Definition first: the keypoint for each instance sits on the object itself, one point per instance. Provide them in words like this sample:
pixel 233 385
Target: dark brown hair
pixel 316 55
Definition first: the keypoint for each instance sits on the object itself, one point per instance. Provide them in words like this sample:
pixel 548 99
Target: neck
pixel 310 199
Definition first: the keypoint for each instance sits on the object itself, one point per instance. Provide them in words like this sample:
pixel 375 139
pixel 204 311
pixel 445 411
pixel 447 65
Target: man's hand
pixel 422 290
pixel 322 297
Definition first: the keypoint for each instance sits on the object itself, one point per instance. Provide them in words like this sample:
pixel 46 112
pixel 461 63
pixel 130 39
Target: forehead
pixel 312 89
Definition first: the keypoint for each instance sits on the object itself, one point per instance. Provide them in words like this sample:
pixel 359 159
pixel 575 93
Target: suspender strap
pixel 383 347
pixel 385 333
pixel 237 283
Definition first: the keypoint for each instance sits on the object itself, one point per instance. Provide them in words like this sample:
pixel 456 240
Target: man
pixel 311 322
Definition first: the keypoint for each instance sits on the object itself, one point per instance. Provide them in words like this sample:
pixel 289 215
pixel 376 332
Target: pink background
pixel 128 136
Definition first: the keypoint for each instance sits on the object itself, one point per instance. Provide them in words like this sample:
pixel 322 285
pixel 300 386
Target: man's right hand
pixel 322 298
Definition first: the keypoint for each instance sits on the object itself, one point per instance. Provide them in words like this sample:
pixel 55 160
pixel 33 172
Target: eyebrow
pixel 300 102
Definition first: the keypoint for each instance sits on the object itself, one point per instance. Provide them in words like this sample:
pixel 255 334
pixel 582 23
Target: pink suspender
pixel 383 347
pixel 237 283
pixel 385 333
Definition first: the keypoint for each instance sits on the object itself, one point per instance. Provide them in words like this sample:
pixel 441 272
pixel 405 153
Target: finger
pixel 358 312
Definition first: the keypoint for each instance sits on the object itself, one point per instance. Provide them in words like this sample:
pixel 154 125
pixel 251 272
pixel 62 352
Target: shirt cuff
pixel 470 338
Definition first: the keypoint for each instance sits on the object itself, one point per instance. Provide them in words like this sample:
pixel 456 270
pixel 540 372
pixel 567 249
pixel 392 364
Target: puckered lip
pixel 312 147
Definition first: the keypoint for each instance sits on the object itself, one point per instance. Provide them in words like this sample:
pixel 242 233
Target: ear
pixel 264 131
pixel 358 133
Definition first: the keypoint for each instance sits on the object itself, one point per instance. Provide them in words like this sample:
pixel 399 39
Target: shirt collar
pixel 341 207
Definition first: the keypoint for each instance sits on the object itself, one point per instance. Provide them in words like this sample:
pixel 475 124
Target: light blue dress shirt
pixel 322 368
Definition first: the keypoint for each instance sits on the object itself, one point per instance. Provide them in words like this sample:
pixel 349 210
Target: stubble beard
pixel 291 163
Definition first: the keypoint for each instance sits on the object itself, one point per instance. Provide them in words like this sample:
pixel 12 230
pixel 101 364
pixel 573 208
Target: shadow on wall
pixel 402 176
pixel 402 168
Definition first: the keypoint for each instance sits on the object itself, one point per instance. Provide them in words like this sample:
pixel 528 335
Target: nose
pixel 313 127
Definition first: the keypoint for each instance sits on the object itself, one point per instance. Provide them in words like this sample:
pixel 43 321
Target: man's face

• • • • • • •

*What to produce:* All the entries must be retyped exactly.

*Solution to this exercise:*
Definition first: the keypoint for each instance sits on the object itself, one point per instance. Provide them in words like this sample:
pixel 233 385
Target: dark brown hair
pixel 316 55
Definition first: the keypoint for each instance sits on the object itself, one point per instance. Provide them in words like this sample:
pixel 548 99
Target: neck
pixel 310 199
Definition first: the keypoint for each instance sits on the object itself, one point per instance. Provide them in words like this sample:
pixel 375 139
pixel 204 311
pixel 445 411
pixel 447 65
Target: man's hand
pixel 422 290
pixel 322 297
Definition first: the keypoint for each instance sits on the object itself, one point per instance. Provide them in words like this sample:
pixel 46 112
pixel 461 63
pixel 130 39
Target: forehead
pixel 312 89
Definition first: the keypoint for each instance sits on the object itself, one point per instance. Provide them in words like this sample:
pixel 359 159
pixel 575 93
Target: suspender strap
pixel 383 347
pixel 385 333
pixel 237 283
Definition first: the keypoint for each instance sits on the object itself, one point per instance. Provide them in words like this sample:
pixel 456 240
Target: man
pixel 311 322
Definition first: the keypoint for each instance sits on the object itself, one point per instance. Provide them in words like this sample:
pixel 289 215
pixel 376 332
Target: pink background
pixel 128 136
Definition first: the keypoint for each instance sits on the object itself, one point per instance. Provide them in words like this sample:
pixel 322 285
pixel 300 386
Target: man's right hand
pixel 322 298
Definition first: the keypoint for each instance sits on the object itself, one point per instance. Provide them in words like this sample:
pixel 55 160
pixel 33 172
Target: eyebrow
pixel 300 102
Definition first: the keypoint for each instance sits on the object itself, one point per instance. Provide them in words like this sample:
pixel 255 334
pixel 582 23
Target: pink suspender
pixel 383 347
pixel 237 283
pixel 385 333
Definition first: the keypoint for each instance sits on the object itself, one point per instance. Provide them in words like this sample:
pixel 441 272
pixel 405 153
Target: finger
pixel 358 312
Definition first: the keypoint for each instance sits on the object itself, one point per instance. Provide them in words like this sample:
pixel 154 125
pixel 251 272
pixel 62 352
Target: shirt cuff
pixel 470 338
Definition first: the keypoint for each instance sits on the object itself, one point per instance. Provide them in words like this sample:
pixel 456 270
pixel 540 372
pixel 567 249
pixel 392 364
Target: puckered lip
pixel 312 147
Definition first: the keypoint for each instance sits on the object itself, one point per instance. Provide them in words like this sample:
pixel 242 233
Target: ear
pixel 264 131
pixel 358 133
Definition first: the keypoint for each instance sits on the object itself, one point per instance. Provide them in words like this sample:
pixel 399 39
Target: shirt collar
pixel 341 207
Definition first: the keypoint for each instance sits on the object itself, one point per instance. Provide them in words like this sample:
pixel 475 124
Target: light blue dress shirt
pixel 322 368
Definition first: the keypoint for each instance sits on the object itself, one point per instance. Provide them in words like this sample:
pixel 349 210
Target: stubble beard
pixel 291 163
Definition first: the keypoint for each instance sits on the object itself, one point per instance. Provide them in words like this sample:
pixel 12 230
pixel 101 364
pixel 573 208
Target: shadow on wall
pixel 402 176
pixel 402 168
Definition first: the keypoint for each instance sits on the object itself, one point per instance. Provide them in words like this sample:
pixel 528 335
Target: nose
pixel 313 127
Definition first: the keypoint for each instance sits on the object itself, one point per instance. Provide them in words like this sample:
pixel 43 321
Target: man's face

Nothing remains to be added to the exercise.